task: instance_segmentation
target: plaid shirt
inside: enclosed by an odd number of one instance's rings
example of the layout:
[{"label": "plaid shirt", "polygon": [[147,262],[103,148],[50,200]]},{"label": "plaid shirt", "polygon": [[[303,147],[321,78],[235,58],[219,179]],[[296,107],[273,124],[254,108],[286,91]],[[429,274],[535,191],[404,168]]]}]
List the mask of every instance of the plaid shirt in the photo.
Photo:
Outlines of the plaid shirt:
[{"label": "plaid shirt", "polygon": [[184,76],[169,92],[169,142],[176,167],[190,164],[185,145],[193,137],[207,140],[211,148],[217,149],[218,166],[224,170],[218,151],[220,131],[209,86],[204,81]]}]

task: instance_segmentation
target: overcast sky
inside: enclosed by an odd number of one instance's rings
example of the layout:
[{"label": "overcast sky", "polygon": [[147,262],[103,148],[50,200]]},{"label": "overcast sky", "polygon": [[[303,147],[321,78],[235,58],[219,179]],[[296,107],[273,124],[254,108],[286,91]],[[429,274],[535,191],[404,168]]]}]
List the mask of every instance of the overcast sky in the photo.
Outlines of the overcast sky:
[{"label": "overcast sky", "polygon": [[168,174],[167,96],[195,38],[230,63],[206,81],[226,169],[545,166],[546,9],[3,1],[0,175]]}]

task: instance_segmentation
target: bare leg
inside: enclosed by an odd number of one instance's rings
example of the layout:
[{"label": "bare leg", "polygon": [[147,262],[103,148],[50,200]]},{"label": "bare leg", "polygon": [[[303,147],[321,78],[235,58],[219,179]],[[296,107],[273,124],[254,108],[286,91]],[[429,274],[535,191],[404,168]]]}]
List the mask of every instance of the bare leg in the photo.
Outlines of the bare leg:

- - - - -

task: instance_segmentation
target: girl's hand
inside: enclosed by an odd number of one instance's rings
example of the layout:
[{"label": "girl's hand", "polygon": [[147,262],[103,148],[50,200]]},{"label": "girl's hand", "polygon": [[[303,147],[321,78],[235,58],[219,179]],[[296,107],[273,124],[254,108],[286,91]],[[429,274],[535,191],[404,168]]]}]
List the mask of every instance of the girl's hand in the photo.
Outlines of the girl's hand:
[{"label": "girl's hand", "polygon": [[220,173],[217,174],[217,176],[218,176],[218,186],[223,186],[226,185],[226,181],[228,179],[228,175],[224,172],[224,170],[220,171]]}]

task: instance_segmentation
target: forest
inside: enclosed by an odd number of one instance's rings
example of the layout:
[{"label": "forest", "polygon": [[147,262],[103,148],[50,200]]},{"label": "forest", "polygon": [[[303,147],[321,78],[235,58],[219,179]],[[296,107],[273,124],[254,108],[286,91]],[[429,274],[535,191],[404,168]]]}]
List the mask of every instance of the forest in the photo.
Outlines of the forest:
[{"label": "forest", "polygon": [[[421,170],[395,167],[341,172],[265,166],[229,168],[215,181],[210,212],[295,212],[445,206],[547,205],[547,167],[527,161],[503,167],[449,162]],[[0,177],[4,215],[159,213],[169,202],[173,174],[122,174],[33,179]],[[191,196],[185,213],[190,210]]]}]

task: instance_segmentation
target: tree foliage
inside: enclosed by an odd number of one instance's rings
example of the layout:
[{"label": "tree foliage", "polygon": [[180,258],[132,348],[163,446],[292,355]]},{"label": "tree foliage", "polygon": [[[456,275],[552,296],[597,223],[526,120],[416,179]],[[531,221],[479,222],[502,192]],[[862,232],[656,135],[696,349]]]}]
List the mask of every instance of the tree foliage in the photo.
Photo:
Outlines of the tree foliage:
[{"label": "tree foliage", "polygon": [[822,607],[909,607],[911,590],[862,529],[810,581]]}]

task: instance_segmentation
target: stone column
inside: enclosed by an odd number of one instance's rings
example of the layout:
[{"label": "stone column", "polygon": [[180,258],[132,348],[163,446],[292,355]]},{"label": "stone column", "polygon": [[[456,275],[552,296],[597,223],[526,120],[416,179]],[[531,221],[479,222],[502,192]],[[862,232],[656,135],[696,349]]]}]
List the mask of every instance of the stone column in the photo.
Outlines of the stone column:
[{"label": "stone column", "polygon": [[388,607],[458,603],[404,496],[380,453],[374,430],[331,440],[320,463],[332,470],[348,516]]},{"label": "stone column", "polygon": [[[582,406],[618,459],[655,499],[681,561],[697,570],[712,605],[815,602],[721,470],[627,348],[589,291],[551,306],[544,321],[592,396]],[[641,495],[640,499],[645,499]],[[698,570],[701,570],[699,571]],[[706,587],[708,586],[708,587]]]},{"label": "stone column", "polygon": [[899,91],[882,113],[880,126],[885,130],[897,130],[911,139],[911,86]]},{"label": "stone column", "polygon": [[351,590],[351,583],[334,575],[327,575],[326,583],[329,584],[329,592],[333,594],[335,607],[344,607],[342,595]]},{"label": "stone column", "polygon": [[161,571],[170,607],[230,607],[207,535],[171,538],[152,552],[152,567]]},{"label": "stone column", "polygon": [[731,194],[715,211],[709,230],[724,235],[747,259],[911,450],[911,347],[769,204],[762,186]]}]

- - - - -

Gather every line above that contains the string "stone" and copy each one in full. Case counts.

target: stone column
[{"label": "stone column", "polygon": [[180,258],[132,348],[163,446],[292,355]]},{"label": "stone column", "polygon": [[[456,275],[552,296],[597,223],[526,120],[416,179]],[[531,221],[479,222],[502,192]],[[862,232],[656,135],[696,349]]]}]
List the mask of every instance of the stone column in the photo.
Outlines of the stone column:
[{"label": "stone column", "polygon": [[388,607],[458,603],[404,496],[380,453],[374,430],[331,440],[320,463],[332,470],[348,516]]},{"label": "stone column", "polygon": [[[582,406],[618,459],[655,499],[681,561],[697,570],[712,605],[815,602],[721,470],[627,348],[589,291],[551,306],[544,321],[592,396]],[[641,495],[640,499],[645,499]],[[698,570],[701,570],[699,571]],[[706,587],[708,586],[708,587]]]},{"label": "stone column", "polygon": [[899,91],[882,113],[880,126],[885,130],[897,130],[911,139],[911,86]]},{"label": "stone column", "polygon": [[351,590],[351,583],[334,575],[327,575],[326,583],[329,584],[329,592],[333,594],[335,607],[344,607],[342,595]]},{"label": "stone column", "polygon": [[161,571],[170,607],[230,607],[207,535],[171,538],[152,552],[152,567]]},{"label": "stone column", "polygon": [[731,194],[715,211],[709,230],[724,235],[747,259],[911,450],[911,347],[769,204],[762,186]]}]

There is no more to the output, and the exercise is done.